* _Problème posé A_:
Relevez toutes les personnes nommées dans le texte sur Macky Sall et Emmanuel Macron.

* _Texte à lire_:

▶

Macky Sall et Emmanuel Macron, les hors-la-république

par pierre Dieme

Au Sénégal, l’obsession de l’exigence démocratique a fini par occulter l’exigence républicaine. Le régime de Macky est un fourre-tout de transhumance antirépublicaine et de clientélisme à haut débit

« La République va bien grâce à vous ! » Sur fond de crise de gilets jaunes, Emmanuel Macron avait été consolé par le petit-fils du Général de Gaulle, le 8 mai 2019. Macky Sall, le 10 novembre 2021, a eu les oreilles qui sifflaient. De passage pour la Paix à Paris, le président sénégalais a répliqué par des propos guerriers à l’antipode de l’esprit républicain. Il faut dire que, dès mars de cette année, aucun membre de la famille de Senghor ne se risquerait à lui donner un blanc-seing républicain.

◀

* _Problème posé B_:
Mettez à jour les enregistrements, de la ligne contenant « point: bare shoulder » jusqu'à la fin des enregistrements, en remplaçant « Target » par « Objet » sans rien modifier d'autre, et laissez les images hors de votre réponse.

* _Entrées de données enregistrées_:
▶

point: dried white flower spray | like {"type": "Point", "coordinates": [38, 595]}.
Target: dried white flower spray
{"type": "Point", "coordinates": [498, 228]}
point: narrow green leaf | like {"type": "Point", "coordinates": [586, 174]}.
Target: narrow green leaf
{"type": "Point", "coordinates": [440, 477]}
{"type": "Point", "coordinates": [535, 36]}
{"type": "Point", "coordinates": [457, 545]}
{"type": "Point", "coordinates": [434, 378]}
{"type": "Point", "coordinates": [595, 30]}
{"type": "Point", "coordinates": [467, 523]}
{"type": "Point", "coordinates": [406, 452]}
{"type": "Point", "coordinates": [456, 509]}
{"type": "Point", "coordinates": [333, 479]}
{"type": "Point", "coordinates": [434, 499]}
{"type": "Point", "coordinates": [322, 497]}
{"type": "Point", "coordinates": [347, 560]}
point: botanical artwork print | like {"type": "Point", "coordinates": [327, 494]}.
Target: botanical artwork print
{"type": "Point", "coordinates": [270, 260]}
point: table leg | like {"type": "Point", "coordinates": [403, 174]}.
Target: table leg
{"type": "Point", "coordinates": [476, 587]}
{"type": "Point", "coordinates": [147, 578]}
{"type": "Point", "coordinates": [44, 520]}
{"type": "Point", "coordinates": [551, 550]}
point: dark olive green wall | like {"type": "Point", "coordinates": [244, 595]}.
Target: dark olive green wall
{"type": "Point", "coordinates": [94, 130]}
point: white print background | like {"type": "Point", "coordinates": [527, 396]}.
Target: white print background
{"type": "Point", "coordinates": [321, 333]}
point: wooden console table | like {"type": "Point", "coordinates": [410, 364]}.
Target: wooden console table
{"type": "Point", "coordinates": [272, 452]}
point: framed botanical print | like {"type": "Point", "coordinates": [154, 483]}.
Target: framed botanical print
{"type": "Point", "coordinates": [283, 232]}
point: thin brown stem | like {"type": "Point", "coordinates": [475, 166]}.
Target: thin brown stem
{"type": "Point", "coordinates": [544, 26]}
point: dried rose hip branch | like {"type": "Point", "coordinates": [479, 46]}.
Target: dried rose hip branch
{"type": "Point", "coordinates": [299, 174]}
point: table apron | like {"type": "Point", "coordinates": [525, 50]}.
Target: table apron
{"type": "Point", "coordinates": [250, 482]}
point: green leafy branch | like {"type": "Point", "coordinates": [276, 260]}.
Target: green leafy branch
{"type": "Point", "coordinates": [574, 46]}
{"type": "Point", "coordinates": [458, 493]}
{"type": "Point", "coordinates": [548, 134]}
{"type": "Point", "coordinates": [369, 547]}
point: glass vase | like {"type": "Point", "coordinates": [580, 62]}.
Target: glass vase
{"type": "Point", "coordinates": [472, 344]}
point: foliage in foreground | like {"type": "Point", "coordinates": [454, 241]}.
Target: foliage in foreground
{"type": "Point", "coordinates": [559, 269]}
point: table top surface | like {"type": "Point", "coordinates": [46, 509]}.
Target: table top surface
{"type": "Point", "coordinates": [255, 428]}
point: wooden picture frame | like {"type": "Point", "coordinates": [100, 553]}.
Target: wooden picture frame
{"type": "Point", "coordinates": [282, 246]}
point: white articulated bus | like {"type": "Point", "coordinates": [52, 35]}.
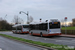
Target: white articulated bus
{"type": "Point", "coordinates": [20, 28]}
{"type": "Point", "coordinates": [51, 28]}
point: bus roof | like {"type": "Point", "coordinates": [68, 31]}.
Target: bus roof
{"type": "Point", "coordinates": [19, 25]}
{"type": "Point", "coordinates": [37, 22]}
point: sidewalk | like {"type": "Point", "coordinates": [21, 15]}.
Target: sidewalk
{"type": "Point", "coordinates": [63, 35]}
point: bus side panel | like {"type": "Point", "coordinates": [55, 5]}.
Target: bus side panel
{"type": "Point", "coordinates": [37, 32]}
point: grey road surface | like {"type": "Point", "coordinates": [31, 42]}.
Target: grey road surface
{"type": "Point", "coordinates": [6, 44]}
{"type": "Point", "coordinates": [56, 40]}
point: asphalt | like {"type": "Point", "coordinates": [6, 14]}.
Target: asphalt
{"type": "Point", "coordinates": [55, 40]}
{"type": "Point", "coordinates": [6, 44]}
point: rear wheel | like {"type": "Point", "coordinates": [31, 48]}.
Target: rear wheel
{"type": "Point", "coordinates": [41, 34]}
{"type": "Point", "coordinates": [31, 33]}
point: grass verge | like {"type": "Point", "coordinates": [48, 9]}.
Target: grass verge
{"type": "Point", "coordinates": [55, 46]}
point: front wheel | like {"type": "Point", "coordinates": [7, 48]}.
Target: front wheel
{"type": "Point", "coordinates": [31, 33]}
{"type": "Point", "coordinates": [41, 34]}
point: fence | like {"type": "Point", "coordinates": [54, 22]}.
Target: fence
{"type": "Point", "coordinates": [71, 32]}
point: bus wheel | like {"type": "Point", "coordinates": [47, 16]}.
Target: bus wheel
{"type": "Point", "coordinates": [41, 34]}
{"type": "Point", "coordinates": [31, 33]}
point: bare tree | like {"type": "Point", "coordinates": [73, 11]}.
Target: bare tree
{"type": "Point", "coordinates": [17, 20]}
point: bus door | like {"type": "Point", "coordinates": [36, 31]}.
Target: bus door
{"type": "Point", "coordinates": [54, 27]}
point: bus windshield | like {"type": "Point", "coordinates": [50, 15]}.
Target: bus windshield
{"type": "Point", "coordinates": [53, 25]}
{"type": "Point", "coordinates": [25, 26]}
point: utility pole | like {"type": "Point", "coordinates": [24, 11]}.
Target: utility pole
{"type": "Point", "coordinates": [26, 14]}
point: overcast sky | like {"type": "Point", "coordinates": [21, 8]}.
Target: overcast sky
{"type": "Point", "coordinates": [45, 9]}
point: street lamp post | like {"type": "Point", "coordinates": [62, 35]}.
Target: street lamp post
{"type": "Point", "coordinates": [26, 14]}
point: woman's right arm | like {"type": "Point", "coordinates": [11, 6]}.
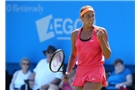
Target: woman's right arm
{"type": "Point", "coordinates": [72, 59]}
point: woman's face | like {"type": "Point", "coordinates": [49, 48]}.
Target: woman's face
{"type": "Point", "coordinates": [25, 65]}
{"type": "Point", "coordinates": [119, 67]}
{"type": "Point", "coordinates": [88, 18]}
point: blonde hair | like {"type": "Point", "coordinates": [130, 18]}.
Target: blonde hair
{"type": "Point", "coordinates": [84, 8]}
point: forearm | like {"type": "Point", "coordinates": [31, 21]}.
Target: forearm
{"type": "Point", "coordinates": [71, 63]}
{"type": "Point", "coordinates": [105, 49]}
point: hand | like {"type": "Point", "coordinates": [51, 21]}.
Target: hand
{"type": "Point", "coordinates": [117, 86]}
{"type": "Point", "coordinates": [100, 34]}
{"type": "Point", "coordinates": [44, 87]}
{"type": "Point", "coordinates": [66, 77]}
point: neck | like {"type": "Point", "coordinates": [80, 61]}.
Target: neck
{"type": "Point", "coordinates": [87, 28]}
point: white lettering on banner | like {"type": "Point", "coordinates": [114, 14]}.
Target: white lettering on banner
{"type": "Point", "coordinates": [61, 28]}
{"type": "Point", "coordinates": [23, 8]}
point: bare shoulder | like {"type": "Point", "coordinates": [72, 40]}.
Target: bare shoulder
{"type": "Point", "coordinates": [100, 28]}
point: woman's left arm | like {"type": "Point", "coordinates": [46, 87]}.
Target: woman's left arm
{"type": "Point", "coordinates": [103, 40]}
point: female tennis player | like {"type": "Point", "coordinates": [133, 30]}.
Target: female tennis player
{"type": "Point", "coordinates": [90, 45]}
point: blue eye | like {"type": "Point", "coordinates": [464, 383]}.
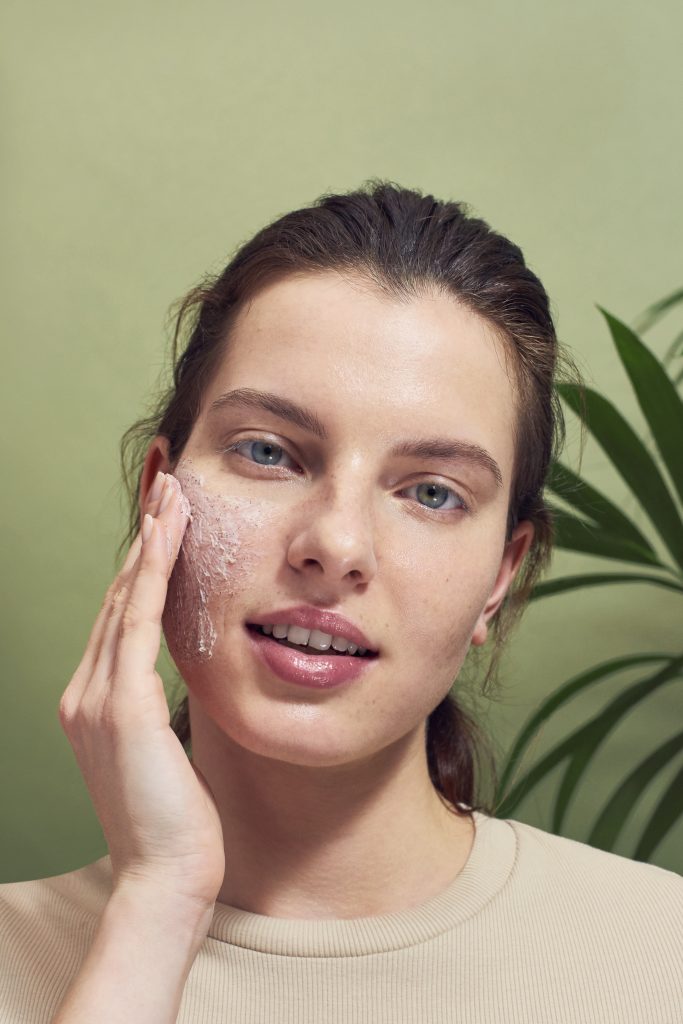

◀

* _Corrigé A_:
- Macky Sall
- Emmanuel Macron
- pierre Dieme
- le Général de Gaulle
- Senghor

* _Corrigé B_:
point: bare shoulder | like {"type": "Point", "coordinates": [72, 40]}.
Objet: bare shoulder
{"type": "Point", "coordinates": [100, 28]}
point: woman's left arm | like {"type": "Point", "coordinates": [46, 87]}.
Objet: woman's left arm
{"type": "Point", "coordinates": [103, 40]}
point: female tennis player | like {"type": "Point", "coordinates": [133, 30]}.
Objet: female tennis player
{"type": "Point", "coordinates": [90, 45]}
point: blue eye | like {"type": "Point", "coordinates": [464, 383]}.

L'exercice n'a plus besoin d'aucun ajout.